Request:
Identify each line in the listing below that contains the word "polka", and copy every such line in full.
++++ Supplied records
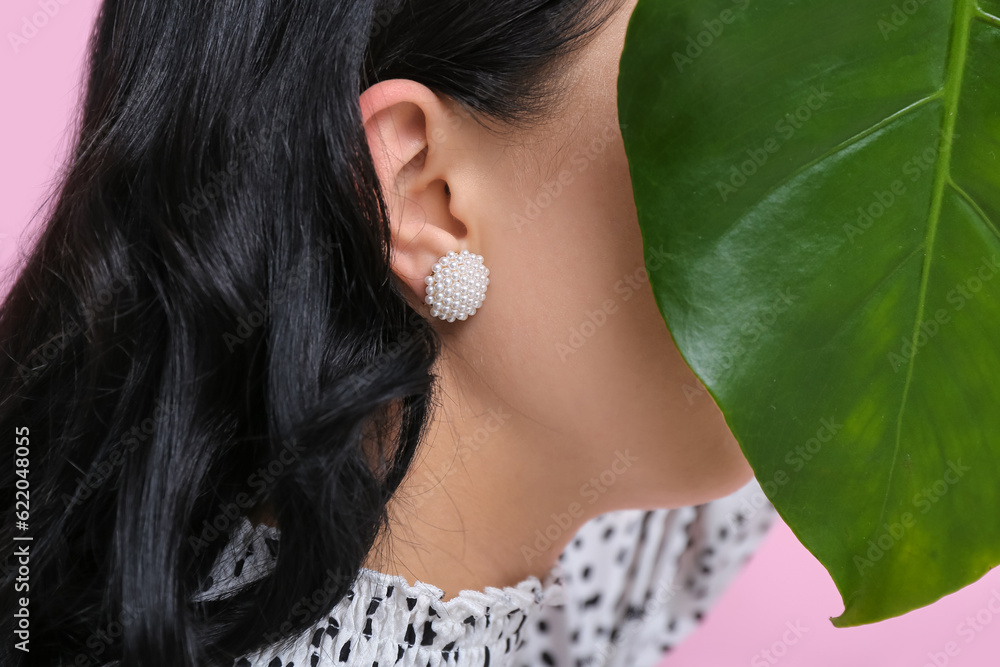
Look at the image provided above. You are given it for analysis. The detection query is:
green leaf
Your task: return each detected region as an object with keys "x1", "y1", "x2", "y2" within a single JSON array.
[{"x1": 618, "y1": 0, "x2": 1000, "y2": 626}]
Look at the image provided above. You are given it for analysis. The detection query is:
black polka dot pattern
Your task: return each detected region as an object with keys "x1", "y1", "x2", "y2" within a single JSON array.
[{"x1": 195, "y1": 481, "x2": 775, "y2": 667}]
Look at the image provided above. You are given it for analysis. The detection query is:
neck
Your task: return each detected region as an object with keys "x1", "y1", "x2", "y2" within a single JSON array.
[{"x1": 365, "y1": 354, "x2": 610, "y2": 600}]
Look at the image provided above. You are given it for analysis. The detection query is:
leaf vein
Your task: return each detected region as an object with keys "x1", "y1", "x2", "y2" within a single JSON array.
[
  {"x1": 757, "y1": 88, "x2": 945, "y2": 218},
  {"x1": 875, "y1": 0, "x2": 976, "y2": 530}
]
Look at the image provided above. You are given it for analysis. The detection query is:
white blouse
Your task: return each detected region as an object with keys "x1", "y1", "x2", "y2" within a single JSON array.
[{"x1": 196, "y1": 481, "x2": 775, "y2": 667}]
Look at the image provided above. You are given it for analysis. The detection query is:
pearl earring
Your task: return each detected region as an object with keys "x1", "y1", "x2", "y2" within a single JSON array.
[{"x1": 424, "y1": 250, "x2": 490, "y2": 322}]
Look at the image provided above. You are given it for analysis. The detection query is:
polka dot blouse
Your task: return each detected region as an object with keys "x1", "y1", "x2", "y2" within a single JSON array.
[{"x1": 196, "y1": 481, "x2": 775, "y2": 667}]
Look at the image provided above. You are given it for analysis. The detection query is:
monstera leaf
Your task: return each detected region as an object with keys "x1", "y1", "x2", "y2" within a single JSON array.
[{"x1": 618, "y1": 0, "x2": 1000, "y2": 626}]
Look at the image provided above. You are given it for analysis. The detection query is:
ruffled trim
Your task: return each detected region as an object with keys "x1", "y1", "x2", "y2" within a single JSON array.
[{"x1": 195, "y1": 517, "x2": 564, "y2": 664}]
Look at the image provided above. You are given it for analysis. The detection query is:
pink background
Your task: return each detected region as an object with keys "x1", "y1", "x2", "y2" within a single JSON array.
[{"x1": 0, "y1": 0, "x2": 1000, "y2": 667}]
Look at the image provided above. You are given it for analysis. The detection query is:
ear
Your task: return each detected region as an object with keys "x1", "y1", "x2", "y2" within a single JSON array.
[{"x1": 359, "y1": 79, "x2": 468, "y2": 303}]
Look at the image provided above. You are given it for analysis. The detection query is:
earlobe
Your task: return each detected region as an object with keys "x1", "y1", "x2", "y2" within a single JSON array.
[{"x1": 359, "y1": 79, "x2": 467, "y2": 303}]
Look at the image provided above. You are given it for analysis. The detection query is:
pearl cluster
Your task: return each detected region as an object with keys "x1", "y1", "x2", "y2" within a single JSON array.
[{"x1": 424, "y1": 250, "x2": 490, "y2": 322}]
++++++++
Expected answer:
black polka dot pattern
polka dot blouse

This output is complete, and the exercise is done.